[[ Source material open ]]

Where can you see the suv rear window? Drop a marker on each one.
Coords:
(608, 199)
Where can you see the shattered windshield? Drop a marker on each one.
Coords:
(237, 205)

[[ Source material closed ]]

→ **What you have to do**
Every entry is to be repeated precisely as it stands.

→ **Response to this exercise**
Where can you see the suv rear window? Drop a marker on each one.
Coords:
(608, 199)
Where can you see the shattered windshield? Drop a marker on each one.
Coords:
(237, 205)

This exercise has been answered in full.